• _Task goal_
A verbatim copy of every entry is required.

>>>>

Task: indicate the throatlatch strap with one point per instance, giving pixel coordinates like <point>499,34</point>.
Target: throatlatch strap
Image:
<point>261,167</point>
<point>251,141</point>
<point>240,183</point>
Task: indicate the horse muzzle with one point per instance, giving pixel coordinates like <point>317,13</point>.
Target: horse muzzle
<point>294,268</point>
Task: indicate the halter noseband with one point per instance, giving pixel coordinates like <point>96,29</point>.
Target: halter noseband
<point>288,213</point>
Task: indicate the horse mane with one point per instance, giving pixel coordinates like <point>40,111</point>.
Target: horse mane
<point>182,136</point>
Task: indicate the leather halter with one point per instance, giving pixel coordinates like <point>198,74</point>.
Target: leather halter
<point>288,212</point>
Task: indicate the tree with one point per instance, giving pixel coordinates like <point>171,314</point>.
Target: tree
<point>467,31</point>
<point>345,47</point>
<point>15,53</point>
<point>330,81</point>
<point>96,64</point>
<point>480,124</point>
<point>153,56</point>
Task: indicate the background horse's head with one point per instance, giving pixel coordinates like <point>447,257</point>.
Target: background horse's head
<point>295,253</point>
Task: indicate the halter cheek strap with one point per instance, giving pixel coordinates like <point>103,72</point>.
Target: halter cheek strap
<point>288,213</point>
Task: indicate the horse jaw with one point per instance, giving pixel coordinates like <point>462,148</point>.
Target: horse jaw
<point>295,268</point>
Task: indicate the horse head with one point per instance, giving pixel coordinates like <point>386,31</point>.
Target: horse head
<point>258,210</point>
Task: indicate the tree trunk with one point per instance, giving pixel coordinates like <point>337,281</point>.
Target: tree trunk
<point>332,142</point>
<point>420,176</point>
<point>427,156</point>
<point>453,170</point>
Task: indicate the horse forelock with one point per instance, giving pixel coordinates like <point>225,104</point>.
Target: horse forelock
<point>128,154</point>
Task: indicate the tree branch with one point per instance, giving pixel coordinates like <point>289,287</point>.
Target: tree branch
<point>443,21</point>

<<<<

• _Expected answer_
Task: indicate the throatlatch strap with one point per instance, giving pixel coordinates like <point>499,34</point>.
Target: throatlatch strap
Image:
<point>261,167</point>
<point>251,141</point>
<point>240,183</point>
Task: indicate the horse muzzle with one point per instance, giving pixel coordinates like <point>317,13</point>.
Target: horse muzzle
<point>294,268</point>
Task: indicate the halter noseband with one point per instance, giving pixel coordinates like <point>96,29</point>.
Target: halter noseband
<point>288,213</point>
Task: indicate the horse mane with one point per instance, giving pixel coordinates like <point>40,111</point>.
Target: horse mane
<point>182,136</point>
Task: indicate the leather halter with one point per instance, giving pixel coordinates like <point>198,74</point>.
Target: leather halter
<point>288,212</point>
Task: indicate the tree with one point per instance, giving pixel coordinates like <point>171,314</point>.
Target: tree
<point>467,31</point>
<point>345,47</point>
<point>15,53</point>
<point>330,81</point>
<point>96,64</point>
<point>480,124</point>
<point>153,56</point>
Task: indicate the background horse's head with one point per instance, giving pixel coordinates like <point>447,257</point>.
Target: background horse's head
<point>295,253</point>
Task: indicate the halter cheek strap with one point per instance, giving pixel coordinates like <point>103,72</point>.
Target: halter cheek strap
<point>288,213</point>
Task: indicate the horse jaw with one point per instance, giving pixel coordinates like <point>462,148</point>.
Target: horse jaw
<point>295,268</point>
Task: indicate the horse head with one point per instance, giving pixel coordinates like <point>386,31</point>.
Target: horse head
<point>258,210</point>
Task: indicate the tree trunk with one point per instance, giving pixel coordinates like <point>337,281</point>.
Target: tree trunk
<point>332,142</point>
<point>420,176</point>
<point>427,156</point>
<point>453,170</point>
Task: indicate the horse forelock with one point per instance, giving pixel coordinates like <point>225,104</point>.
Target: horse forelock
<point>128,154</point>
Task: indicate the tree branch with one point per instance, giving pixel coordinates like <point>289,287</point>.
Target: tree branch
<point>443,21</point>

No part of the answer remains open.